▶ DATASET RECORDS:
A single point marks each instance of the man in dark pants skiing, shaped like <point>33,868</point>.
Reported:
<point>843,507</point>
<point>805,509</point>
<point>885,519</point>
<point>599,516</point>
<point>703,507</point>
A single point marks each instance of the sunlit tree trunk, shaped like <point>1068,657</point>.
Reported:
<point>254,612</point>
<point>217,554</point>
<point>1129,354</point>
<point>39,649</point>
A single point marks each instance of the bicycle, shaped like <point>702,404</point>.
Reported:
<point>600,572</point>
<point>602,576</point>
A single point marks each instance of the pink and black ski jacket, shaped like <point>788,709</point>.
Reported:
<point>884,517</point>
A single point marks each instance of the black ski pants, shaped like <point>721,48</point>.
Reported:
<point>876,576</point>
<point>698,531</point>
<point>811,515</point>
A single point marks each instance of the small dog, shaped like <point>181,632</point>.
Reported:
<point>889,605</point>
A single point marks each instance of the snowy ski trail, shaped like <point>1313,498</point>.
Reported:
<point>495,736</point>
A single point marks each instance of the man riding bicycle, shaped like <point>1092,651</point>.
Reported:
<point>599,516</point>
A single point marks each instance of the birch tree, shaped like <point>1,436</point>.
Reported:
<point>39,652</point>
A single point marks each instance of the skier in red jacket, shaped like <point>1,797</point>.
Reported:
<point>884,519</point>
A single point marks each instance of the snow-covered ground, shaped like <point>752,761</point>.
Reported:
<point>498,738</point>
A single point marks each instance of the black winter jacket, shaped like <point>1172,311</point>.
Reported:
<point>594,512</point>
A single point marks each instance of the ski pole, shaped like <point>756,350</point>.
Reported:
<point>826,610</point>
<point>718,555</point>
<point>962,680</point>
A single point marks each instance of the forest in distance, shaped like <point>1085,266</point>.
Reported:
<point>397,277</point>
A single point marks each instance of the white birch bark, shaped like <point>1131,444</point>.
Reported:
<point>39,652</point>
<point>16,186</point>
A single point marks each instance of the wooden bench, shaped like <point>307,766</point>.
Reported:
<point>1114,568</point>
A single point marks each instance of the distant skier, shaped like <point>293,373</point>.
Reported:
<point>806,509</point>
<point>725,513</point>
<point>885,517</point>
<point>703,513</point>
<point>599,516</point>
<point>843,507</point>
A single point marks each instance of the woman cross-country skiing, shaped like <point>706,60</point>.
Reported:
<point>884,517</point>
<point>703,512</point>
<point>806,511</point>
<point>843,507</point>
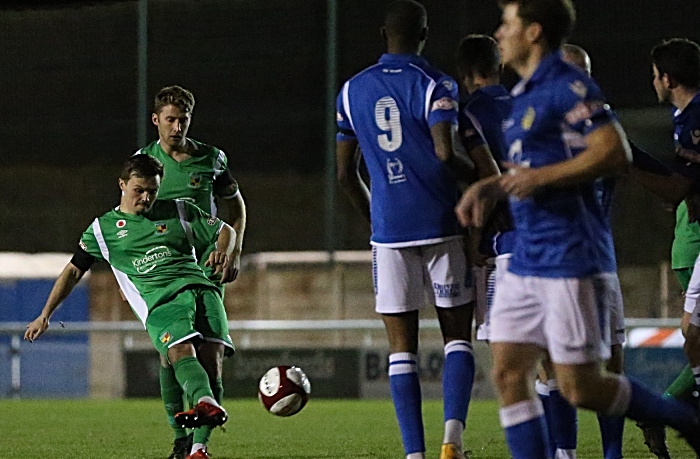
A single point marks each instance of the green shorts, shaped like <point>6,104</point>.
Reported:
<point>208,270</point>
<point>195,313</point>
<point>683,275</point>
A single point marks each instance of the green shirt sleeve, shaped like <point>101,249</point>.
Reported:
<point>88,242</point>
<point>205,228</point>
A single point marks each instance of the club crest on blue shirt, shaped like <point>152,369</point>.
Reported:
<point>528,119</point>
<point>195,180</point>
<point>394,169</point>
<point>578,88</point>
<point>695,136</point>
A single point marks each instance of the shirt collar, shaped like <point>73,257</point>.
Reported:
<point>678,114</point>
<point>545,65</point>
<point>387,58</point>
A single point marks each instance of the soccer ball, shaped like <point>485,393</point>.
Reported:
<point>284,390</point>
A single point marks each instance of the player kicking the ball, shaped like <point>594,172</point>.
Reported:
<point>150,244</point>
<point>196,172</point>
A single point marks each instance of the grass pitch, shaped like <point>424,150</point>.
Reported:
<point>324,429</point>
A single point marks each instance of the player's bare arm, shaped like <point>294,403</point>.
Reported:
<point>607,153</point>
<point>237,219</point>
<point>67,280</point>
<point>349,180</point>
<point>482,157</point>
<point>444,136</point>
<point>221,258</point>
<point>477,202</point>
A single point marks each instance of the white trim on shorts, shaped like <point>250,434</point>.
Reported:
<point>404,277</point>
<point>567,316</point>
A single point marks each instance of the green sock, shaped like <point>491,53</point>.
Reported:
<point>171,393</point>
<point>193,379</point>
<point>217,386</point>
<point>683,386</point>
<point>202,434</point>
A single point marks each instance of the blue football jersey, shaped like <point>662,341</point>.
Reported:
<point>686,138</point>
<point>389,108</point>
<point>481,118</point>
<point>561,232</point>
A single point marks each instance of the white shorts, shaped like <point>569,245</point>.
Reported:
<point>692,307</point>
<point>404,276</point>
<point>567,316</point>
<point>486,288</point>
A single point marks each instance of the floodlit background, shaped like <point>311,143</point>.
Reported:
<point>77,79</point>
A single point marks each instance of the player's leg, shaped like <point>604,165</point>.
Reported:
<point>562,422</point>
<point>212,323</point>
<point>171,329</point>
<point>453,295</point>
<point>684,385</point>
<point>577,307</point>
<point>399,294</point>
<point>517,343</point>
<point>173,399</point>
<point>612,427</point>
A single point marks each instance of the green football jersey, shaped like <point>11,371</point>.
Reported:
<point>152,254</point>
<point>686,241</point>
<point>195,179</point>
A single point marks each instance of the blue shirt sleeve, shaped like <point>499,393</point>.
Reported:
<point>583,105</point>
<point>443,105</point>
<point>345,129</point>
<point>469,133</point>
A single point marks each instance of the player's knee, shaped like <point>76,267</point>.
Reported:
<point>507,378</point>
<point>580,392</point>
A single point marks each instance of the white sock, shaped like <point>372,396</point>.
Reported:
<point>453,432</point>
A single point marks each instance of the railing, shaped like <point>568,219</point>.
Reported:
<point>16,331</point>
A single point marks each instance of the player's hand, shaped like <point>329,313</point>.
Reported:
<point>521,182</point>
<point>36,328</point>
<point>472,208</point>
<point>235,265</point>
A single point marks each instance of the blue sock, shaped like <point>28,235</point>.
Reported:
<point>638,403</point>
<point>611,429</point>
<point>405,391</point>
<point>457,379</point>
<point>526,430</point>
<point>543,394</point>
<point>564,425</point>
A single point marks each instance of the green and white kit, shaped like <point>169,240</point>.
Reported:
<point>152,257</point>
<point>198,180</point>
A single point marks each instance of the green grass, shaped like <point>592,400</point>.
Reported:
<point>324,429</point>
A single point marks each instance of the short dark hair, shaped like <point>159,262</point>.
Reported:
<point>174,95</point>
<point>478,55</point>
<point>141,166</point>
<point>556,17</point>
<point>679,58</point>
<point>405,18</point>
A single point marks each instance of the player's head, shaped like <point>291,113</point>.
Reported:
<point>675,63</point>
<point>406,25</point>
<point>139,181</point>
<point>478,58</point>
<point>172,114</point>
<point>527,24</point>
<point>575,55</point>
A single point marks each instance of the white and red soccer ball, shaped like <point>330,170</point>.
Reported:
<point>284,390</point>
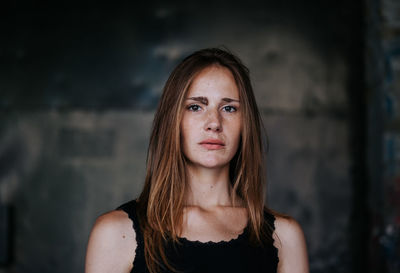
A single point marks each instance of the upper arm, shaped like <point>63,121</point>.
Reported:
<point>112,244</point>
<point>291,244</point>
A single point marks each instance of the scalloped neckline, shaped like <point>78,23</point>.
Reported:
<point>222,242</point>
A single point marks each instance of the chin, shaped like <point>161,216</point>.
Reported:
<point>212,163</point>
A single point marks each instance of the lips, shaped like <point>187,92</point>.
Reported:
<point>212,144</point>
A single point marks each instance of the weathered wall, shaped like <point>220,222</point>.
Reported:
<point>79,87</point>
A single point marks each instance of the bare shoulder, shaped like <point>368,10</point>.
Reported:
<point>291,244</point>
<point>112,244</point>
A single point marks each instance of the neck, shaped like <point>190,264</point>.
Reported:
<point>209,187</point>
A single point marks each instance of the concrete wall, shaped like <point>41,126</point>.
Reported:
<point>80,85</point>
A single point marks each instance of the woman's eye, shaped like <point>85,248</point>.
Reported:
<point>229,109</point>
<point>194,107</point>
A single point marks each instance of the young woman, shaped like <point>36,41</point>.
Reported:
<point>202,207</point>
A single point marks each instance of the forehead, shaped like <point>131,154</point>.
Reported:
<point>214,81</point>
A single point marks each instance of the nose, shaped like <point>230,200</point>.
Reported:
<point>213,122</point>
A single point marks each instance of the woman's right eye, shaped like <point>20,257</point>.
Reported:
<point>194,107</point>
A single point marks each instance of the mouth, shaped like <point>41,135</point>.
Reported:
<point>212,144</point>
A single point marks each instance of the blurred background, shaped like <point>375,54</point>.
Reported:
<point>79,84</point>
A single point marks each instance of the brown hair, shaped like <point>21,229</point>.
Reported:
<point>161,203</point>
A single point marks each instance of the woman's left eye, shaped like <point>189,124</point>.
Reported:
<point>229,109</point>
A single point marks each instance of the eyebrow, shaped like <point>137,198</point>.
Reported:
<point>204,100</point>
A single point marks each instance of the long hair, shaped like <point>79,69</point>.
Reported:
<point>161,203</point>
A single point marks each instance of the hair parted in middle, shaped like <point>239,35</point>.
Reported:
<point>161,203</point>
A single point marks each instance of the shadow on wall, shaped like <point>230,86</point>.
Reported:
<point>80,100</point>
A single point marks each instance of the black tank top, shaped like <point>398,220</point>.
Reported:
<point>236,255</point>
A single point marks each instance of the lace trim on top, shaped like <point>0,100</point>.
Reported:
<point>130,209</point>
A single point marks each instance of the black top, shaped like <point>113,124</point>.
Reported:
<point>236,255</point>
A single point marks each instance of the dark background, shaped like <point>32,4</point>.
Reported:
<point>79,84</point>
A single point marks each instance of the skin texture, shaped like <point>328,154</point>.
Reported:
<point>212,111</point>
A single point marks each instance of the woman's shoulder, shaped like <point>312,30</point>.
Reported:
<point>291,244</point>
<point>112,243</point>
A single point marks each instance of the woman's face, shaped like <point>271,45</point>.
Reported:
<point>212,122</point>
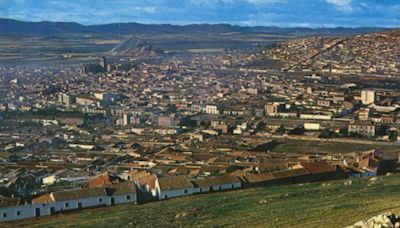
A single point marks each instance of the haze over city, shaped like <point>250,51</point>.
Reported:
<point>283,13</point>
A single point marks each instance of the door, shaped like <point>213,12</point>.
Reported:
<point>37,212</point>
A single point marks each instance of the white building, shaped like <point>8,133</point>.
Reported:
<point>367,97</point>
<point>218,183</point>
<point>11,209</point>
<point>212,109</point>
<point>174,186</point>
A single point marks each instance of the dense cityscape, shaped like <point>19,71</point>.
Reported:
<point>153,125</point>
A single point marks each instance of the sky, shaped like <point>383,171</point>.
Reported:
<point>282,13</point>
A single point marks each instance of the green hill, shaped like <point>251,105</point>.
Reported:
<point>328,204</point>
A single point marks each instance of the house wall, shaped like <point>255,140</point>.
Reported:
<point>220,187</point>
<point>25,211</point>
<point>121,199</point>
<point>86,202</point>
<point>175,193</point>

▶ PROBLEM REQUIREMENTS:
From the data above, state how many lines hold the string "sleeve", and give the number without other words.

▶ REPLY:
2